Activity:
Everything in the data that follows has to be repeated verbatim.

Task material:

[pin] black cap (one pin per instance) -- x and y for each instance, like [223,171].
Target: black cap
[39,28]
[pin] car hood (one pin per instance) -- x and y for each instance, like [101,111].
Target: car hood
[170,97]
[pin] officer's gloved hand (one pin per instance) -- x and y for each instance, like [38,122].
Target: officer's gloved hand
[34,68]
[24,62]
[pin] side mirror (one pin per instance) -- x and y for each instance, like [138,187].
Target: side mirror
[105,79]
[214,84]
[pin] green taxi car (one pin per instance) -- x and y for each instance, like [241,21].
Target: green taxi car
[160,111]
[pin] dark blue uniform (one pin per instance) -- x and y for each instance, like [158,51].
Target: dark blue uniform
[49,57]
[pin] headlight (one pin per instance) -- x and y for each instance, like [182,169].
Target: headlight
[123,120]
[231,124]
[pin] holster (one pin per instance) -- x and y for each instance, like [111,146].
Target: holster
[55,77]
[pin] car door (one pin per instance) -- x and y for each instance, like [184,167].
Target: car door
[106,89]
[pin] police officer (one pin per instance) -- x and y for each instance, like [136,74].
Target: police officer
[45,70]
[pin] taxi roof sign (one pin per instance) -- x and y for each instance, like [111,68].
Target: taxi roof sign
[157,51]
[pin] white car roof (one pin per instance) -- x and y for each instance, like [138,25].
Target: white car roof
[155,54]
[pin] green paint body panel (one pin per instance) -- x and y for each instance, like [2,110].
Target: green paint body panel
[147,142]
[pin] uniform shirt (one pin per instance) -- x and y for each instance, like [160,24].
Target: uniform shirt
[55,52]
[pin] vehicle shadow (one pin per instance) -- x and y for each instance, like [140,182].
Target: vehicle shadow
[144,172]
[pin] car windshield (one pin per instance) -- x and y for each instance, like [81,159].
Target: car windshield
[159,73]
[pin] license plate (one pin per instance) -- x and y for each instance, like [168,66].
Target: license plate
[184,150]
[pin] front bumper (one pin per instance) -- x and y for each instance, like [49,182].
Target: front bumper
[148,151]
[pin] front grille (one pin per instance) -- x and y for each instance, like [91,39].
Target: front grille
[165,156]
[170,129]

Response area:
[pin] black cap (one pin per instance) -- x and y for each instance, like [223,171].
Target: black cap
[39,28]
[pin] car hood (one pin per instance) -- x and y for each instance, like [101,111].
Target: car hood
[170,97]
[pin] officer's gloved hand (one pin per instance) -- x and y for each instance, like [38,122].
Target: officer's gloved hand
[34,68]
[24,62]
[pin] side mirror (one pin per instance) -- x and y for each instance, like [138,187].
Target: side mirror
[105,79]
[214,84]
[pin] green taxi car (one pin per instance) -- x and y for each instance, like [241,21].
Target: green taxi car
[160,111]
[pin] dark blue uniform (one pin per instance) -- x and y for each instance, like [158,51].
Target: dark blue uniform
[49,57]
[pin] headlight (one pin per instance) -- x and y for each instance, like [182,169].
Target: headlight
[123,120]
[231,124]
[pin] holster (one pin per instance) -- x and y for each instance, like [111,146].
Target: holster
[55,77]
[pin] car door (one pin per instance) -- x and y for each instance, like [184,167].
Target: car door
[106,89]
[pin] police officer (one pin per instance) -- x and y for each instance, like [136,74].
Target: police officer
[45,70]
[pin] taxi roof sign (one pin per instance) -- x and y for each instance, like [111,68].
Target: taxi roof sign
[157,51]
[pin] white car roof (one pin per instance) -- x and y for each instance, like [138,25].
Target: white car roof
[155,54]
[pin] green paint body panel (one pin per instance) -- x and y for each instance, like [2,110].
Target: green paint body panel
[147,142]
[pin] uniform shirt (one pin per instance) -- x and y for each instance, like [160,24].
Target: uniform shirt
[55,52]
[pin] vehicle shadow (one pin per instance) -- x and y for each instance, like [140,182].
Target: vehicle shadow
[144,172]
[pin] car windshield (one pin per instance) -- x and y for each instance, like [81,159].
Target: car windshield
[159,73]
[pin] license plate (one pin per instance) -- x and y for each instance, like [168,66].
Target: license plate
[184,150]
[pin] front bumper (one pin per instance) -- x and y for each instance, like [49,182].
Target: front bumper
[148,151]
[pin] front grille (one pin per instance) -- x and y for each instance, like [91,39].
Target: front grille
[165,156]
[170,129]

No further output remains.